(Records provided)
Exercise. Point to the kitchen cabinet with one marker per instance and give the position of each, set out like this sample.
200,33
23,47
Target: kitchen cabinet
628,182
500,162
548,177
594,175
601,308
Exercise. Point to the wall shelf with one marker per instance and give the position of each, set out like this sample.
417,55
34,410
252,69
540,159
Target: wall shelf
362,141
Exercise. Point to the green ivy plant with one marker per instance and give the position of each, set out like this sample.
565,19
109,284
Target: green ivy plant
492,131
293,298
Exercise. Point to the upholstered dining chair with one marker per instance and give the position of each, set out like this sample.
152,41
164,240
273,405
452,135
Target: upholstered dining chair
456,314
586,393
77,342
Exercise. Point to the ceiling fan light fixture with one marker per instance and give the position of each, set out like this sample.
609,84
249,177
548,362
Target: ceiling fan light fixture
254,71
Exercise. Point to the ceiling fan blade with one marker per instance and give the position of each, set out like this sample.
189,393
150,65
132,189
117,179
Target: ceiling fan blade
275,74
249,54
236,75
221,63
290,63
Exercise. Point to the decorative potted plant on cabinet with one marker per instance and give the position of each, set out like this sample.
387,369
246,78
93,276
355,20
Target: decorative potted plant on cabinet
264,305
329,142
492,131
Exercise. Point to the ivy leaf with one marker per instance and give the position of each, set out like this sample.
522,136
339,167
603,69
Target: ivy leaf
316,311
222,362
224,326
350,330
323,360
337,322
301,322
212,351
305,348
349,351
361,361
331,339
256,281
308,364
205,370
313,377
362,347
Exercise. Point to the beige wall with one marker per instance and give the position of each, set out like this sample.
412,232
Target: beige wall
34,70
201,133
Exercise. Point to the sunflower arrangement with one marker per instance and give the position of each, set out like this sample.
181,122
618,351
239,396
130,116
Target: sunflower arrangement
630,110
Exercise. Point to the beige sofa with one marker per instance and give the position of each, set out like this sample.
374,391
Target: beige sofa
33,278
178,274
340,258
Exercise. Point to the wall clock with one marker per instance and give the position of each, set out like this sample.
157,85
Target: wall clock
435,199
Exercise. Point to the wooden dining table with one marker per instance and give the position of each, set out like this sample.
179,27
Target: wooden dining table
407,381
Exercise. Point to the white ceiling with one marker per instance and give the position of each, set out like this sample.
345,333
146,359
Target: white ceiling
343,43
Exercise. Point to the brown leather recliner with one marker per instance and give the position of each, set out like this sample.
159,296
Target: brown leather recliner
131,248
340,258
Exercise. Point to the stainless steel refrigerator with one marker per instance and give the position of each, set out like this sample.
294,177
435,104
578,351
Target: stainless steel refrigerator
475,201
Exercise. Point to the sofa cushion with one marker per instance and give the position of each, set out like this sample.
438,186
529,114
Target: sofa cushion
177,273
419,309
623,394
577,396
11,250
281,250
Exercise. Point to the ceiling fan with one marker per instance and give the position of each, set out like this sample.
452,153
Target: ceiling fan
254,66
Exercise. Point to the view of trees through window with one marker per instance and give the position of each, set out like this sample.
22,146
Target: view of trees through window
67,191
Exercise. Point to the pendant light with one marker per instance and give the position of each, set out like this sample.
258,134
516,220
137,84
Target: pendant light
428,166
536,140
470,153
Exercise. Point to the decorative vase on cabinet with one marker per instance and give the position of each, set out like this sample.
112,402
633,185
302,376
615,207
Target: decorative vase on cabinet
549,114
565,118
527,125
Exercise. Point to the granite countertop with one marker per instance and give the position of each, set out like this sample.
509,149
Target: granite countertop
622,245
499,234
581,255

---

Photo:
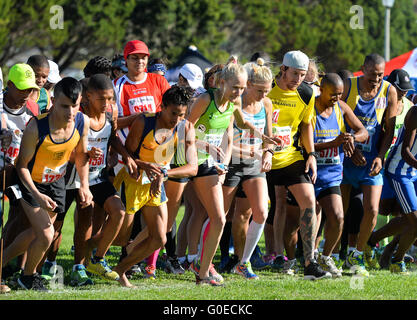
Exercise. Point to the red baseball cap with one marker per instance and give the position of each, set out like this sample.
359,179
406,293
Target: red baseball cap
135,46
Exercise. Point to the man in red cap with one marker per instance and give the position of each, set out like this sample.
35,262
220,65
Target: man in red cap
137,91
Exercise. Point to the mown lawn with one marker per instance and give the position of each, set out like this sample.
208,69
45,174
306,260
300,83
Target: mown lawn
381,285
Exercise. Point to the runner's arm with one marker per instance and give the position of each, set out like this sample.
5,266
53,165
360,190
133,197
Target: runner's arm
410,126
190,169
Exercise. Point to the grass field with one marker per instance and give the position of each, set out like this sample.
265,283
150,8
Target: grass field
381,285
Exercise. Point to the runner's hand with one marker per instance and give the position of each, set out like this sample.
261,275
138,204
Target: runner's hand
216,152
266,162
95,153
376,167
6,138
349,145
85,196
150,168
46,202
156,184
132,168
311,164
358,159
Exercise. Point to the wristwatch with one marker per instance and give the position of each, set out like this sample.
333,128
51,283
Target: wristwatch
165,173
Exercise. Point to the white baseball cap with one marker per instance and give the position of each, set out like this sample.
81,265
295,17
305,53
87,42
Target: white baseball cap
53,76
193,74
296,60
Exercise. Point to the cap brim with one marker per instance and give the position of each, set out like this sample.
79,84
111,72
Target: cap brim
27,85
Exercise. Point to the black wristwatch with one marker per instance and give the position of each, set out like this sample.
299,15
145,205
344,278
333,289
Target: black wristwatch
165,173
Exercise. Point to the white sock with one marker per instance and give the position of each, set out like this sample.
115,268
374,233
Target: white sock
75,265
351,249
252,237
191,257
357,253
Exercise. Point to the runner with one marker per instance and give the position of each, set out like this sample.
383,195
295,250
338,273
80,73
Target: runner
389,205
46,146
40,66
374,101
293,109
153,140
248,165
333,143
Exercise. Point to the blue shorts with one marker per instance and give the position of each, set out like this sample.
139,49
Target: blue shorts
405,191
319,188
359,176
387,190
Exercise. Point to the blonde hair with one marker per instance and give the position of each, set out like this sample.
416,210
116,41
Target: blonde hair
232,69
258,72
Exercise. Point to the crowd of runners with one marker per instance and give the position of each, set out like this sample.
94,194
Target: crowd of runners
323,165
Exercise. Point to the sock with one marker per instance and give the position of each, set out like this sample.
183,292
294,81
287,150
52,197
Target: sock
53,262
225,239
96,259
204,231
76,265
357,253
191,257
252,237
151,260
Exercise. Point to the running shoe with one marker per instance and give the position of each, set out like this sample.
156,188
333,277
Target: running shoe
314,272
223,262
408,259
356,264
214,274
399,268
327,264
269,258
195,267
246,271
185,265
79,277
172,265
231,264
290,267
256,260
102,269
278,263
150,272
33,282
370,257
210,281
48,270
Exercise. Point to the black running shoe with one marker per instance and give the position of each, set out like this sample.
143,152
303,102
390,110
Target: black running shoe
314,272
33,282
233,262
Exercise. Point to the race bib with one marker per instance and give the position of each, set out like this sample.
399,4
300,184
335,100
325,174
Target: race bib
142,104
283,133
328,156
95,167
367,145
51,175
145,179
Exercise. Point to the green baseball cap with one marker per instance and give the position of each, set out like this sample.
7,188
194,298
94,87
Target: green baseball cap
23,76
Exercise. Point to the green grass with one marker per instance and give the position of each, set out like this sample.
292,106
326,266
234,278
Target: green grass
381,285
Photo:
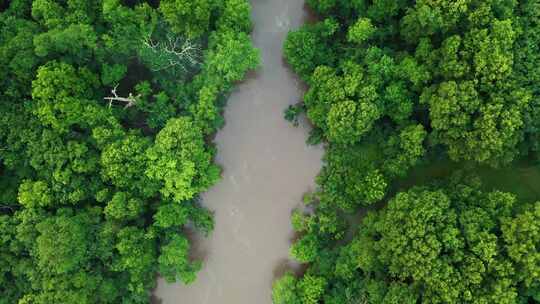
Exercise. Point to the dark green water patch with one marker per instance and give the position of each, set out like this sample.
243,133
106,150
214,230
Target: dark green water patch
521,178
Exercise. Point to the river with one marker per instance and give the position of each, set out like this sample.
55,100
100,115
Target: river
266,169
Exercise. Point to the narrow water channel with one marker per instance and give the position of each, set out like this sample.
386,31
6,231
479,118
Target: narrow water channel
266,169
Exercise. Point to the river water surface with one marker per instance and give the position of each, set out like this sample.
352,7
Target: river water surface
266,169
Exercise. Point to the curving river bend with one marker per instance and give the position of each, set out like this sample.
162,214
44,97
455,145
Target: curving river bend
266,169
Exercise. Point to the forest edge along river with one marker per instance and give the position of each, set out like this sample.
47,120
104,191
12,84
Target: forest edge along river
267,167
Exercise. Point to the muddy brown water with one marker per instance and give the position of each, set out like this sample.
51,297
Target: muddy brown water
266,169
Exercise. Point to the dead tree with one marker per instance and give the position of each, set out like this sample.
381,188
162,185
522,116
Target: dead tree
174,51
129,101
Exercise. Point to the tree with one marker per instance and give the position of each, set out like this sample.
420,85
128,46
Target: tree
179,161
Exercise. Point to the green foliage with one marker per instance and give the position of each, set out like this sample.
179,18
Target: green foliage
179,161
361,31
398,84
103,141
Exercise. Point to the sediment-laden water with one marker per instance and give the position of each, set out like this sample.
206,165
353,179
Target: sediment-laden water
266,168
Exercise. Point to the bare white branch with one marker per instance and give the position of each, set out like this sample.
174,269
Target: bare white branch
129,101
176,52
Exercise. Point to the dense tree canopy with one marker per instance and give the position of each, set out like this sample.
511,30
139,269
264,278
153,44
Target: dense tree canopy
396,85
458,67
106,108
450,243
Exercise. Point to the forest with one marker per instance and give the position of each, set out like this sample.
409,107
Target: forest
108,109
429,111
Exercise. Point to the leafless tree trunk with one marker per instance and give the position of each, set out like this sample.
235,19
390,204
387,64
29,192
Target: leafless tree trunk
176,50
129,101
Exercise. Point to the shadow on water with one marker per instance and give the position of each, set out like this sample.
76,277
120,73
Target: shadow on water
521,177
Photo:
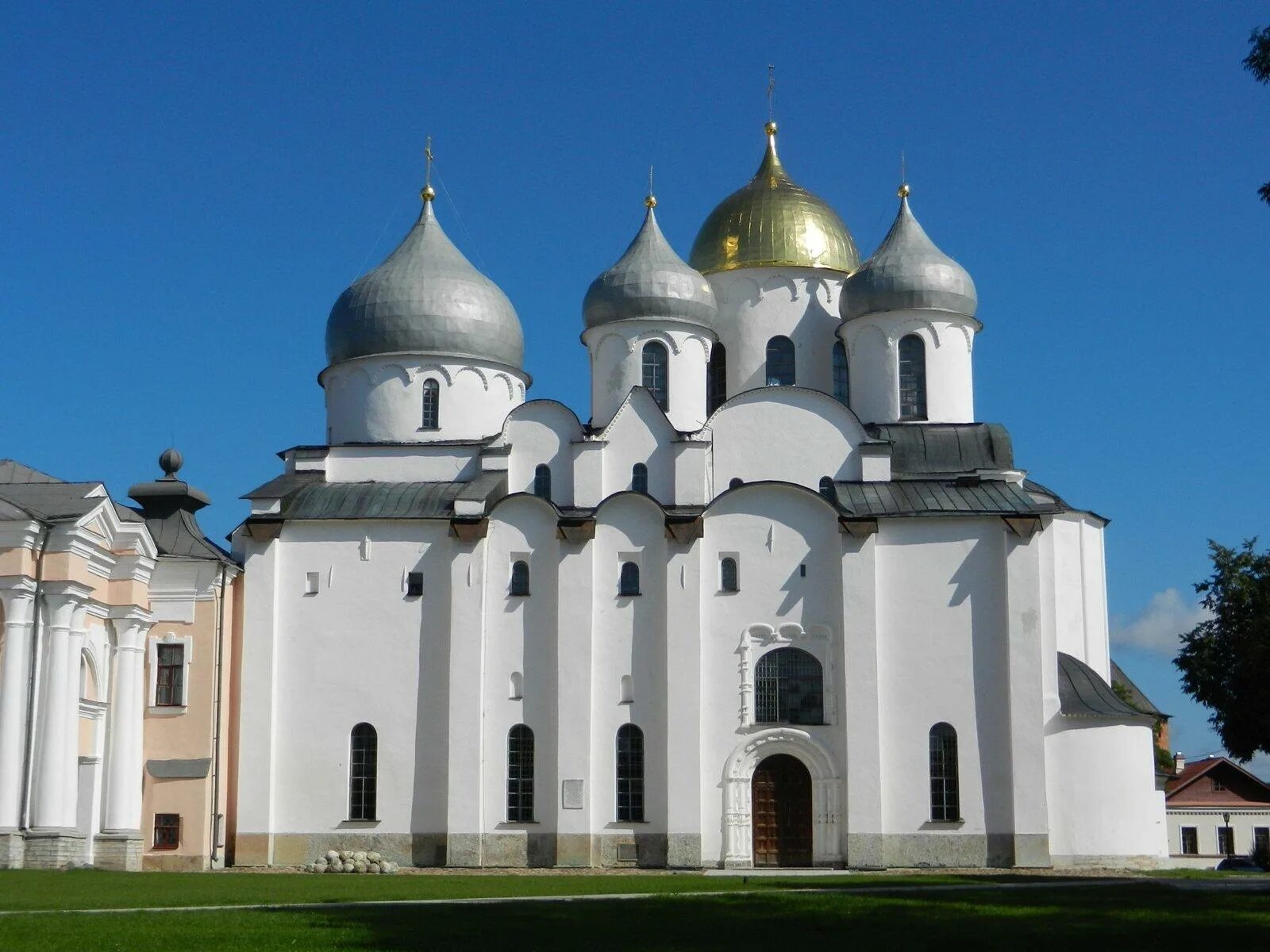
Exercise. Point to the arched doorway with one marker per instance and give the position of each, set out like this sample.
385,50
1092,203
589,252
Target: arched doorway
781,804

==

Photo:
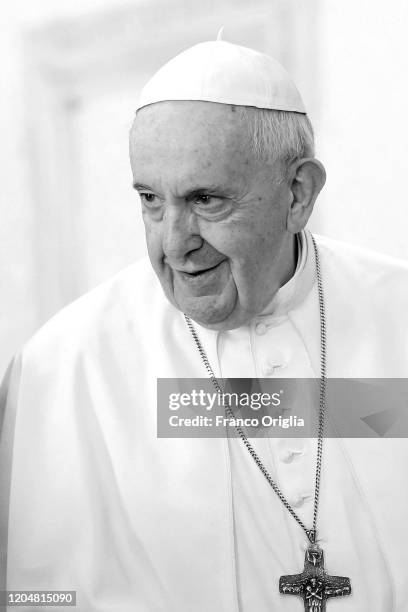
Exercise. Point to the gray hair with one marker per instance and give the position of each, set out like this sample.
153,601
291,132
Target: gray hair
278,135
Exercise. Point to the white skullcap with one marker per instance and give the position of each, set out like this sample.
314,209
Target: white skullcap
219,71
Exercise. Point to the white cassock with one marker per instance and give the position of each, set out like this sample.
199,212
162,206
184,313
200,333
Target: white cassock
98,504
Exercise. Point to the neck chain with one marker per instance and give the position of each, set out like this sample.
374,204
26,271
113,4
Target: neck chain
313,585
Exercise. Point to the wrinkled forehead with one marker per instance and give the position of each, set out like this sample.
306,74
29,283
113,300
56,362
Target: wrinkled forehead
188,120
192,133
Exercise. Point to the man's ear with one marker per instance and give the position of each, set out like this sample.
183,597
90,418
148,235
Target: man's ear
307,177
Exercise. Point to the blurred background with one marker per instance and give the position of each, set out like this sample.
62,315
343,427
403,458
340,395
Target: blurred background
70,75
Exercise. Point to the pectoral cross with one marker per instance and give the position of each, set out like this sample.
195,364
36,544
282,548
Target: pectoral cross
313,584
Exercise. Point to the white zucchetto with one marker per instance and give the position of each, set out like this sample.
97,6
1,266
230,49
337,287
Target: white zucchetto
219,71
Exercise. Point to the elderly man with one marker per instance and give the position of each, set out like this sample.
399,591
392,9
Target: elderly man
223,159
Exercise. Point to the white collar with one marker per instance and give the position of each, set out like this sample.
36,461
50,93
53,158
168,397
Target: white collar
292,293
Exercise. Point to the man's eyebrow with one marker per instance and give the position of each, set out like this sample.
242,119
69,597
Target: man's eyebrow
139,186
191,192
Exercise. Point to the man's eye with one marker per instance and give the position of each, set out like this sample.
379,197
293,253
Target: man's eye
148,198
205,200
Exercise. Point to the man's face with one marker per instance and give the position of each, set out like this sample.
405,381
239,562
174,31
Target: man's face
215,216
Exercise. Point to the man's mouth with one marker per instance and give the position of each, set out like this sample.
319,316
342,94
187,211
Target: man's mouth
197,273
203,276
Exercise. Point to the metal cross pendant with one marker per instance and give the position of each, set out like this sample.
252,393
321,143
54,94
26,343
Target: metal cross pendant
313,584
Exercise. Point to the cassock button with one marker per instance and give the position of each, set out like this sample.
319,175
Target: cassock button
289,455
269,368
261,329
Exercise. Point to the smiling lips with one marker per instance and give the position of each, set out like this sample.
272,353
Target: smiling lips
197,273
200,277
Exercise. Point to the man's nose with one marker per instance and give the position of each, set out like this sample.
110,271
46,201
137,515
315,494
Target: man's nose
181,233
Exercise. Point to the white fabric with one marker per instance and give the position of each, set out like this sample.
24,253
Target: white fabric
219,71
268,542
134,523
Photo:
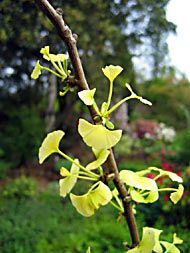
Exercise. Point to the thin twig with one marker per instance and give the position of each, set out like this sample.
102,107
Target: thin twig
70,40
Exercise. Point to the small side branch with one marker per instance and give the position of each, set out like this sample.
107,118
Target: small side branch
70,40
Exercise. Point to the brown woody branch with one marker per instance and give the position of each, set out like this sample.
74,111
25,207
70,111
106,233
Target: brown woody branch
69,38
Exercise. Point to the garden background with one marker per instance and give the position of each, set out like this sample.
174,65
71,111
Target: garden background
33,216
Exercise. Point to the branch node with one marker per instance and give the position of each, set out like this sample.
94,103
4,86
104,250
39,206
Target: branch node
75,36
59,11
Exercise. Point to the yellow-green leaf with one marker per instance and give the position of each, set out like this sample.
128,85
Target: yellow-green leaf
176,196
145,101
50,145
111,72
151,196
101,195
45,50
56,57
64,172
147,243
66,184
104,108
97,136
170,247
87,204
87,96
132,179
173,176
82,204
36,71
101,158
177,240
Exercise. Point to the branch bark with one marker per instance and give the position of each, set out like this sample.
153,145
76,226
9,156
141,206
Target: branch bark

(The task) How many lines in the data contain the string "bark"? Respond with the number only.

(Exercise output) 2